REQUIREMENT: Every entry below must appear again, exactly as written.

----------

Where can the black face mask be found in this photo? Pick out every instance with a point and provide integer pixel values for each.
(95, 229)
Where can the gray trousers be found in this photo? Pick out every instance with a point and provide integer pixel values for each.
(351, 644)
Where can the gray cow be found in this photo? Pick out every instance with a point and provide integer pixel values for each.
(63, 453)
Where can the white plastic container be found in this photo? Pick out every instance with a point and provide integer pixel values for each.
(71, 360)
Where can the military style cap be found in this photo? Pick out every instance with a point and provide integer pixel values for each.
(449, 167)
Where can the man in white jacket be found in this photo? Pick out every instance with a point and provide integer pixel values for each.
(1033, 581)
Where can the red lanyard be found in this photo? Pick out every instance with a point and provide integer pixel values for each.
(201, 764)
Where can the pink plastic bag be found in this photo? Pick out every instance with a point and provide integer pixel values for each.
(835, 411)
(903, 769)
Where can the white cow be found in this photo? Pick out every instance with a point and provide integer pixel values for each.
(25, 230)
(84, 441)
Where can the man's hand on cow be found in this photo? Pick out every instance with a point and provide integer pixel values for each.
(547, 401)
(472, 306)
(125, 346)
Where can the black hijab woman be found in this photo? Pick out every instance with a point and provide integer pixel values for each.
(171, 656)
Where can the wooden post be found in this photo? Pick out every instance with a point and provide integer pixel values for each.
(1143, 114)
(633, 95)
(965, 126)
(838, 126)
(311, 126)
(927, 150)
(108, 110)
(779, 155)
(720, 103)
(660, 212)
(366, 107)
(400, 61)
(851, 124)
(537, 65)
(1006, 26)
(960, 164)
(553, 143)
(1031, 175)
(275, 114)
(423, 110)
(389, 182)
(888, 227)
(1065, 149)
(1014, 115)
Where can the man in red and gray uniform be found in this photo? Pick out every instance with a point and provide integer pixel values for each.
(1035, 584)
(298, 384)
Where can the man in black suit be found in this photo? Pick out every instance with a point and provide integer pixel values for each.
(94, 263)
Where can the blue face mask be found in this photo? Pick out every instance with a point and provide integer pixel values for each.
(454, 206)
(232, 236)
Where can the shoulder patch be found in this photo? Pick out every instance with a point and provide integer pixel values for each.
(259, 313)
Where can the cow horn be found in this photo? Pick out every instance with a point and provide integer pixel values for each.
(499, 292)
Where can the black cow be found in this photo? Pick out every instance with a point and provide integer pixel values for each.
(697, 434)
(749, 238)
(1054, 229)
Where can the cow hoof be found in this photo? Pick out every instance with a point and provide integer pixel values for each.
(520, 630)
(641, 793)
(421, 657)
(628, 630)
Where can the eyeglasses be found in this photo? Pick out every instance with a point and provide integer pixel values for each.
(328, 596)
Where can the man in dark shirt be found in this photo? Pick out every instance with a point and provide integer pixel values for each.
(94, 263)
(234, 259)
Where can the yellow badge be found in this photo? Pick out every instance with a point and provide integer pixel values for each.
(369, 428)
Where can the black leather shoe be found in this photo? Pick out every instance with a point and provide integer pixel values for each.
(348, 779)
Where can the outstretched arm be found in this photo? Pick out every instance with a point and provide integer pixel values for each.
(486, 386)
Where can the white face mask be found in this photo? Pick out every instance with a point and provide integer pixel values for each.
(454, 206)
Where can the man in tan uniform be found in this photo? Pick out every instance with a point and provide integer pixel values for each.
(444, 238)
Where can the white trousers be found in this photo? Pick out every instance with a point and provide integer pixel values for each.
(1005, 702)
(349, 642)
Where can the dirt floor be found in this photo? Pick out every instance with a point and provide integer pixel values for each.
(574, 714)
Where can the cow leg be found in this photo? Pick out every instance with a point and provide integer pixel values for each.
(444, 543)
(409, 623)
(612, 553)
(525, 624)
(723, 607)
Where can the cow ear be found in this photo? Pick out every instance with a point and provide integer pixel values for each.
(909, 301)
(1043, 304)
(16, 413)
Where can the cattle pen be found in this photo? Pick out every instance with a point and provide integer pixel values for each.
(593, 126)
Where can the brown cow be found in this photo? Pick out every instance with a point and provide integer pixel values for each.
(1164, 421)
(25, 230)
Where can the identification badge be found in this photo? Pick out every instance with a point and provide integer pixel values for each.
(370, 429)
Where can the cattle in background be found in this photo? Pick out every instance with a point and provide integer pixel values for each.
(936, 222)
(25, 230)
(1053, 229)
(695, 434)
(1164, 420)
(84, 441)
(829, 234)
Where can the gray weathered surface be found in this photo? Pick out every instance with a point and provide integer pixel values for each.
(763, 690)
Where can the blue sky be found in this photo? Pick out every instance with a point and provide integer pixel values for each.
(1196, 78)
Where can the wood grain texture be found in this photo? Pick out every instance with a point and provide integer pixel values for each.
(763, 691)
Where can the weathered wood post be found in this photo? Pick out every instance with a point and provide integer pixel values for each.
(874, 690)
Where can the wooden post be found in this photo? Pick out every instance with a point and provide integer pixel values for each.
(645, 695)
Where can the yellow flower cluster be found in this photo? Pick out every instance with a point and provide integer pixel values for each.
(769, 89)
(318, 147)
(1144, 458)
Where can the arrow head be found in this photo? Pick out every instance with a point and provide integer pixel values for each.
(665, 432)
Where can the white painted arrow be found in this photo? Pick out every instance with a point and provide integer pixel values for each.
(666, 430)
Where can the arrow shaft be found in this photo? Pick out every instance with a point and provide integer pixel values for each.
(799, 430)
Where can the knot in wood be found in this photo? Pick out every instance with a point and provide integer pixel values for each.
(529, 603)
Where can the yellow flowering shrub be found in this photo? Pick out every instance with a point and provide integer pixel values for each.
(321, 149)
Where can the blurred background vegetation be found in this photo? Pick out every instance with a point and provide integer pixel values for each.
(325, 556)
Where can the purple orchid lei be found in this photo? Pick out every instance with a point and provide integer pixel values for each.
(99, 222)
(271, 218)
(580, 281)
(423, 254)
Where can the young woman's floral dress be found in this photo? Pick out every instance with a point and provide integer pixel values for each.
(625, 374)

----------

TASK SOLUTION:
Where can the black face mask be found in this photo? Pick out every instance with a point and provide integer pixel values for each.
(95, 229)
Where can the gray trousers be found in this photo? Pick out every instance with a point and provide integer pixel values for each.
(351, 644)
Where can the gray cow be found in this photo? Pick out every instance with a point and provide integer pixel values for each.
(63, 453)
Where can the white plastic container be found in this photo? Pick out every instance with a point and provide integer pixel values for each.
(71, 360)
Where can the military style cap be found in this photo? Pick out every instance with a point and provide integer pixel values for each.
(449, 167)
Where can the man in white jacket be found in this photo? Pick out every instance with a point and provide integer pixel values for each.
(1033, 581)
Where can the red lanyard be found in this photo? Pick out every instance with a point and provide integer pixel values for each.
(201, 764)
Where can the pink plastic bag be found in this photo? Pick out every instance with a point and provide integer pixel values for each.
(835, 411)
(903, 769)
Where can the white cow be found in this photo? Pick out every instance with a point and provide integer pixel values for each.
(25, 230)
(84, 441)
Where can the man's hand on cow be found in this photo? Pick out every instance with a point and provide integer pixel values for each.
(547, 401)
(472, 306)
(125, 346)
Where can the black hijab woman be found in this photo? Pick out every instance with a point and provide integer pixel values for each.
(171, 656)
Where can the wooden post be found in this photo? Pick out every instance with a point and provide integer pixel values for each.
(1143, 114)
(633, 95)
(965, 126)
(838, 126)
(311, 126)
(927, 150)
(108, 110)
(779, 155)
(720, 103)
(660, 212)
(366, 107)
(400, 61)
(851, 124)
(537, 65)
(1006, 26)
(960, 164)
(553, 143)
(1031, 175)
(275, 114)
(423, 110)
(389, 182)
(888, 227)
(1065, 149)
(1014, 115)
Where can the man in red and gray uniform be found in this photo? Pick out every instance with a point and provide integer pixel values for each.
(1035, 584)
(298, 384)
Where can the man in black suit be found in this photo? Pick out every instance with a point and provide integer pixel values for each.
(94, 263)
Where can the blue face mask be found in this photo? Pick out every instance with a point and provide integer pixel values for each.
(454, 206)
(232, 236)
Where can the shoulder patch be found in this photo? Pick out every instance with a point and provide integer pixel values for each.
(259, 313)
Where can the cow horn be found in this photo? Pick out every instance with a point and provide integer pixel values for each.
(499, 292)
Where can the black cow be found in this photo? Pick out every instance with a point and provide integer pixel values for each.
(697, 434)
(749, 238)
(1054, 229)
Where can the cow hoof be found in this photo? Pick out every instance with a point and provide integer pixel values for each.
(520, 630)
(641, 793)
(421, 657)
(628, 630)
Where can the eyeglasses be found in this photo? Pick out every instance with a point and provide integer pixel values for each.
(328, 596)
Where can the man in dark shirt be found in this photo? Pick out every instance with a point and provide integer pixel values for each.
(94, 263)
(234, 259)
Where can the yellow badge be found in this photo? Pick out every instance with a point and provide integer pixel values for each.
(369, 428)
Where can the black leather shoe be found in this photo? Pick out every instance with a point and provide integer pixel values for each.
(348, 779)
Where can the outstretched arm be found in this photo? Pick out every instance with a point and provide integer pixel values for each.
(486, 386)
Where can the white face mask be found in this photo? Pick out every instance with a point and provide integer pixel values for each.
(454, 206)
Where can the man in tan uniform be found in this photo? Pick out every instance with a point and provide integer pixel values for each.
(444, 238)
Where can the white trousers be found in this photo? Pick out every instance with a point and provide integer pixel values for each.
(1005, 702)
(349, 642)
Where can the dirt floor be found in this photo? Pick out every instance with a point and provide integer pixel values for each.
(574, 714)
Where can the cow leg be found in this photo? Pick out every instance with a point and provide integer pixel values for each.
(444, 543)
(409, 623)
(612, 553)
(525, 624)
(723, 607)
Where can the cow ear be found in this photo? Pick out every instance with a point and provide integer pixel values for each.
(909, 301)
(1043, 304)
(16, 413)
Where can the cattle pen be found in this photo? Pick out every instance with a point and provide integer pixel values for each.
(593, 126)
Where can the brown cow be found in this photo? Pick out every instance with a point and provide integer pixel values for each.
(1164, 421)
(25, 230)
Where can the identification badge be found in this photo? Pick out every instance with a point and provide integer pixel values for each.
(370, 429)
Where can the cattle in background be found in this photo? Pick out every instance with a point and provide integer pixel values for each.
(936, 222)
(25, 230)
(1053, 229)
(695, 434)
(1164, 420)
(84, 441)
(829, 234)
Where can the gray weathered surface be found in this photo? Pick out every instance with a point and provide integer pixel values for each.
(763, 690)
Where can the blue sky be found in this photo? Pick out every instance with a point and provide integer pixel values for each.
(1196, 78)
Where can the wood grain texture be found in this photo? Pick out every instance with a point and provide integer pixel values for each.
(763, 691)
Where can the weathered wood post be found in this photo? Pick out every instance with a point and provide integer pixel values for each.
(874, 690)
Where can the wooden post be found in this photo? Pick out every instance with a point and provide integer pixel values for each.
(645, 695)
Where can the yellow flower cluster be found in this photo? Pick out every instance with a point and provide integer pixel values for each.
(769, 89)
(318, 147)
(1144, 458)
Where can the arrow head be found in this photo? Pick out every instance with a point and provide integer pixel values for each.
(665, 432)
Where can the white painted arrow be found in this photo? Pick out every instance with a point and provide integer pixel values for each.
(666, 430)
Where can the arrow shaft be found in this photo? Pick out every instance with a point and provide integer pixel values for each.
(799, 430)
Where can the knot in wood be found in this photo? Pick out every instance with a point and provide integer pixel values for each.
(529, 603)
Where can the yellow flowering shrub be found in this photo? Pick out every instance with a point and provide integer pixel values for each.
(321, 149)
Where can the blurred background vegetation be found in this photo? Pick out every instance with a point and provide integer pixel values for each.
(325, 556)
Where can the purple orchid lei be found in this photo? Pick out every instance with a point and provide integer pixel values for each.
(99, 222)
(271, 218)
(580, 281)
(423, 254)
Where can the young woman's floral dress be found in this photo? Pick out every instance with a point and provide integer pixel values for each.
(625, 374)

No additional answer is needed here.